• EXTRACT:

= = = = = = =

Architectural theory is the act of thinking, discussing, or most importantly writing about architecture. Architectural theory is taught in most architecture schools and is practiced by the world's leading architects. Some forms that architecture theory takes are the lecture or dialogue, the treatise or book, and the paper project or competition entry. Architectural theory is often didactic, and theorists tend to stay close to or work from within schools. It has existed in some form since antiquity, and as publishing became more common, architectural theory gained an increased richness. Books, magazines, and journals published an unprecedented amount of works by architects and critics in the twentieth century. As a result, styles and movements formed and dissolved much more quickly than the relatively enduring modes in earlier history. It is to be expected that the use of the internet will further the discourse on architecture in the twenty first century.




There is little information or evidence about major architectural theory in antiquity, until the first century BCE, with the work of Vitruvius. This does not mean, however, that such works didn't exist. Many works never survived antiquity, and the burning of the Alexandria Library shows us a very good example of this.

Vitruvius was a Roman writer, architect and engineer, active in the 1st century BCE. He was the most prominent architectural theorist in the Roman Empire known today, having written De architectura, known today as The Ten Books of Architecture, a treatise written of Latin and Greek on architecture, dedicated to the emperor Augustus. It is the only surviving major book on architecture from classical antiquity. Probably written between 27 and 23 BCE, it is the only contemporary source on classical architecture to have survived. Divided into ten sections or "books", it covers almost every aspect of Roman architecture, from town planning, materials, decorations, temples, water supplies, etc. The famous orders of architecture that we can see in every classical architecture are rigorously defined in the books. It also gathers three fundamental laws that Architecture must obey, in order to be so considered: firmitas, utilitas, venustas: firmness, commodity (in the sense of functionality), and delight. The rediscovery of Vitruvius' work had a profound influence on architects of the Renaissance, prompting the rise of the Renaissance style. Renaissance architects, such as Niccoli, Brunelleschi and Leon Battista Alberti, found in "De Architectura" their rationale for raising their branch of knowledge to a scientific discipline.

Middle Ages

Throughout the Middle Ages, architectural knowledge was passed by transcription, word of mouth and technically in master builders' lodges. Due to the laborious nature of transcription, few examples of architectural theory were penned in this time period. Most works that from this period were theological, and were transcriptions of the bible, so the architectural theories were the notes on structures included therein. The Abbot Suger's Liber de rebus in administratione sua gestis, was an architectural document that emerged with gothic architecture. Another was Villard de Honnecourt's portfolio of drawings from about the 1230s.

In Song Dynasty China, Li Jie published the Yingzao Fashi in 1103, which was an architectural treatise that codified elements of Chinese architecture.

= = = = = = =

• DATA SECTION:

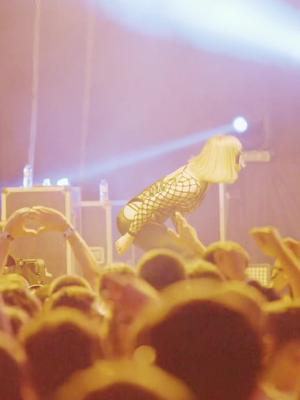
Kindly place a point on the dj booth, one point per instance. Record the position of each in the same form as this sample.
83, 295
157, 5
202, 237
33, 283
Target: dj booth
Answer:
91, 218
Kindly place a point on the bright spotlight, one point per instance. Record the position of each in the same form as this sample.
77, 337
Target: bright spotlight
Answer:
240, 124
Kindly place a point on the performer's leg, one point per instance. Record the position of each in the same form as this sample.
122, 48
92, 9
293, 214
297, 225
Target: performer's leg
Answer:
152, 236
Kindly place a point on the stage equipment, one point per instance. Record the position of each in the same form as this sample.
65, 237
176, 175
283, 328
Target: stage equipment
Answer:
48, 246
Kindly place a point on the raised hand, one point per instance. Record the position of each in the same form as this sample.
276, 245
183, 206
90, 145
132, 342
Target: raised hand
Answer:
185, 234
268, 239
49, 219
21, 223
124, 243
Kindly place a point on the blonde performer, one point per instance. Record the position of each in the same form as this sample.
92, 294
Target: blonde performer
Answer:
142, 219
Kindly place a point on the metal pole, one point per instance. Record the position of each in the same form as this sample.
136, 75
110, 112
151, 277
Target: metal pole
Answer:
222, 212
35, 83
90, 40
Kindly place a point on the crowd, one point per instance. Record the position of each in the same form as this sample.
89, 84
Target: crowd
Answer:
173, 327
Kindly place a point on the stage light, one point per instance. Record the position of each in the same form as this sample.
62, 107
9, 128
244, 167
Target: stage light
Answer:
46, 182
240, 124
63, 182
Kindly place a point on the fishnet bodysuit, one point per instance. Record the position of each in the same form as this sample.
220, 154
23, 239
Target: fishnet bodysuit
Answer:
182, 192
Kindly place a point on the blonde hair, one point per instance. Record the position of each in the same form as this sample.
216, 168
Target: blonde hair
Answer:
217, 160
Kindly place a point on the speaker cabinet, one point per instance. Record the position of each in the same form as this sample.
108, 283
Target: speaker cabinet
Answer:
49, 246
99, 230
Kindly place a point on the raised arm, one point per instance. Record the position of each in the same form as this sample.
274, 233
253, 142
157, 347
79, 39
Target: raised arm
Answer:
52, 220
271, 243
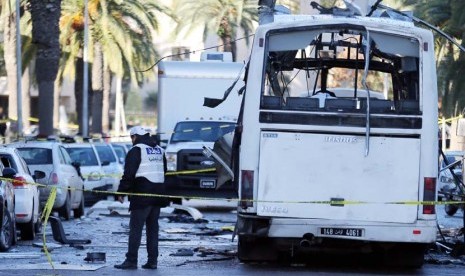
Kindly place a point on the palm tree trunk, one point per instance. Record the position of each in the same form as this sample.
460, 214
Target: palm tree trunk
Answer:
97, 89
9, 37
78, 86
226, 38
56, 106
26, 97
45, 34
106, 99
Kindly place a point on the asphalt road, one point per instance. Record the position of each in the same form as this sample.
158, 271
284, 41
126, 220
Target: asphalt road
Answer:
187, 248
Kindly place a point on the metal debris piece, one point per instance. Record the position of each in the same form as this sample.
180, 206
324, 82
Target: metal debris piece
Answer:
95, 257
194, 213
181, 218
59, 233
183, 252
206, 260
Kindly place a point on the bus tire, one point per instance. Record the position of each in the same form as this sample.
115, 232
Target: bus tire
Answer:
256, 250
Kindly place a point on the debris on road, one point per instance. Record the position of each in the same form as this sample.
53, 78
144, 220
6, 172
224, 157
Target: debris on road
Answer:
183, 253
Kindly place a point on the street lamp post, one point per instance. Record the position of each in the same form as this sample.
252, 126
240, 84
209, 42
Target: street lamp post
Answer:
19, 71
85, 86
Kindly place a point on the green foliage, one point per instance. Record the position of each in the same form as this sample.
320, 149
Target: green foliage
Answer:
223, 17
125, 29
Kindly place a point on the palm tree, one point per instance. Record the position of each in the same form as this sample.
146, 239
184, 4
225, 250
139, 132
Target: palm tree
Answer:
45, 34
221, 17
448, 16
121, 40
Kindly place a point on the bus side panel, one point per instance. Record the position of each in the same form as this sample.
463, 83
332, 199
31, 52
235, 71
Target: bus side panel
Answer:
302, 167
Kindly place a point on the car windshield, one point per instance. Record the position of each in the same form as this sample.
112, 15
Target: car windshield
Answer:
105, 153
7, 161
451, 159
85, 156
36, 156
200, 131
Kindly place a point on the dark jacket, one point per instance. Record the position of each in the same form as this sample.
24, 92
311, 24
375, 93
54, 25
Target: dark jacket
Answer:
131, 184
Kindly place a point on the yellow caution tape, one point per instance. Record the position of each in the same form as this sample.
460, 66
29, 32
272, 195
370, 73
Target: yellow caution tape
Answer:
443, 120
51, 200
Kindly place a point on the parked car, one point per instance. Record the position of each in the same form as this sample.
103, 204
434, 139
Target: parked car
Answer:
91, 170
27, 204
52, 158
446, 179
7, 210
114, 170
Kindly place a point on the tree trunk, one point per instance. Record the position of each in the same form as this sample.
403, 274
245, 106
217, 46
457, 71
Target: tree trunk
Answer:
9, 37
226, 37
97, 89
26, 96
56, 106
106, 99
78, 84
45, 34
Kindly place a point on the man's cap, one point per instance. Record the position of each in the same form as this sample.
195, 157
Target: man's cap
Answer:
138, 130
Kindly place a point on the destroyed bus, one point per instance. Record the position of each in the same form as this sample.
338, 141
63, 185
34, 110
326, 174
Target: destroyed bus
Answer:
336, 145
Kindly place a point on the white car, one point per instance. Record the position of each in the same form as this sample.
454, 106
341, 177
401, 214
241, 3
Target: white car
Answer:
52, 158
27, 204
446, 179
91, 170
113, 169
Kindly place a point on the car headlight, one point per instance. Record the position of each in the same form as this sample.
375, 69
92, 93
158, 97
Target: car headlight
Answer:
94, 176
171, 161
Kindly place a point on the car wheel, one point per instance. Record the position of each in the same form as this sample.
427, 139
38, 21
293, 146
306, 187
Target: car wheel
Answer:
6, 232
65, 210
79, 211
28, 231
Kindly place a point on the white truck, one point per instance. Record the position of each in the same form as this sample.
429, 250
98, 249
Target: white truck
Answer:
338, 145
186, 125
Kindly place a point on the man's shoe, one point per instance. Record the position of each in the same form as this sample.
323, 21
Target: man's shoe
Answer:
149, 266
126, 265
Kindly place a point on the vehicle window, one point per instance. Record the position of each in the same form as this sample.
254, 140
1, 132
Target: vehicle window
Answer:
23, 165
8, 162
105, 154
36, 156
119, 150
86, 156
200, 131
323, 71
451, 159
66, 157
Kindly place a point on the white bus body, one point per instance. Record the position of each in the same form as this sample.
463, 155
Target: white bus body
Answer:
320, 170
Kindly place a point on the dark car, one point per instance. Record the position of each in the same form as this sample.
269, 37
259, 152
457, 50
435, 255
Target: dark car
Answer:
7, 210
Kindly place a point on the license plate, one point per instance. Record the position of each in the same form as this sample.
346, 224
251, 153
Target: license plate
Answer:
348, 232
208, 183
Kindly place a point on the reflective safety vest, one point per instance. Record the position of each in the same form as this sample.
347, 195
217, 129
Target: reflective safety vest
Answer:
151, 163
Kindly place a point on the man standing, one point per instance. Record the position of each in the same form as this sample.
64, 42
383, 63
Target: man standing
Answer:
144, 173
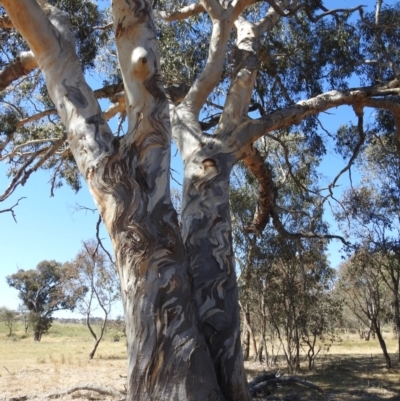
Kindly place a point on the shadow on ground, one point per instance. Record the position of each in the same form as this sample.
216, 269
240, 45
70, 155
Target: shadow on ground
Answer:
342, 378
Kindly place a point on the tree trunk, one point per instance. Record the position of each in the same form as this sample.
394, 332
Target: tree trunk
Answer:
129, 180
37, 336
397, 314
382, 343
206, 229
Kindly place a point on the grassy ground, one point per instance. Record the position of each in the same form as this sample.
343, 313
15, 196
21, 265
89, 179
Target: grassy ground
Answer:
353, 370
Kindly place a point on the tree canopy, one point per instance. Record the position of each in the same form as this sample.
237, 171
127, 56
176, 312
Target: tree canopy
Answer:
44, 291
233, 83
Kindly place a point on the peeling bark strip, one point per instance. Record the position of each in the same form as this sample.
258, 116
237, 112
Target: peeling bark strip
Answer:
167, 353
129, 180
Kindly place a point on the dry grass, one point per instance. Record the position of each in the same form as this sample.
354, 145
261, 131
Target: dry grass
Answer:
353, 370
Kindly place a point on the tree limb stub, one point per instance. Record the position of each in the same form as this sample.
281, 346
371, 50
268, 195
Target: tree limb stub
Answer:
266, 191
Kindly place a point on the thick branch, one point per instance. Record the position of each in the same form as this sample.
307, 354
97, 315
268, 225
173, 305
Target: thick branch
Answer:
87, 387
211, 74
251, 130
11, 209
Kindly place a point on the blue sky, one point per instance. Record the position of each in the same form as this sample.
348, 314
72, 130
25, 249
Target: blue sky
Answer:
50, 228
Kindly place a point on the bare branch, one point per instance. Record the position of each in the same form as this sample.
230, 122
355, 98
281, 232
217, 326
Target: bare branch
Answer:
35, 117
181, 14
251, 130
307, 10
22, 65
5, 22
11, 209
295, 236
99, 241
87, 387
23, 173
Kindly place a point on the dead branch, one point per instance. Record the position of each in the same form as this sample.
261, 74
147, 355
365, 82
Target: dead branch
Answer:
11, 210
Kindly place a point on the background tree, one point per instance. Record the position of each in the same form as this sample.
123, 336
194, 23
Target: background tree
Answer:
23, 313
44, 291
365, 293
369, 213
8, 317
93, 271
243, 72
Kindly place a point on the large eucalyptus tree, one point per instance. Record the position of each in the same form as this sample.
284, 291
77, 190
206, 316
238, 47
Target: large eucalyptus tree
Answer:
249, 70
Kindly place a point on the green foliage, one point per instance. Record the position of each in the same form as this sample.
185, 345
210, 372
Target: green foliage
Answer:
43, 291
9, 317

= = = = = = =

• PROBLEMS TO SOLVE:
A) From the architectural theory passage, copy out the part that opens with the words containing "Throughout the Middle" and closes with "of Chinese architecture.".
B) Answer these questions using the architectural theory passage:
(i) What three fundamental laws does De architectura say architecture must obey?
(ii) In what year did Li Jie publish the Yingzao Fashi?
(iii) From about what decade does Villard de Honnecourt's portfolio of drawings date?

• WRITTEN RESPONSES:
A)
Throughout the Middle Ages, architectural knowledge was passed by transcription, word of mouth and technically in master builders' lodges. Due to the laborious nature of transcription, few examples of architectural theory were penned in this time period. Most works that from this period were theological, and were transcriptions of the bible, so the architectural theories were the notes on structures included therein. The Abbot Suger's Liber de rebus in administratione sua gestis, was an architectural document that emerged with gothic architecture. Another was Villard de Honnecourt's portfolio of drawings from about the 1230s.

In Song Dynasty China, Li Jie published the Yingzao Fashi in 1103, which was an architectural treatise that codified elements of Chinese architecture.

B)
(i) The three laws are firmitas, utilitas and venustas, meaning firmness, commodity and delight.
(ii) Li Jie published the Yingzao Fashi in 1103.
(iii) The portfolio dates from about the 1230s.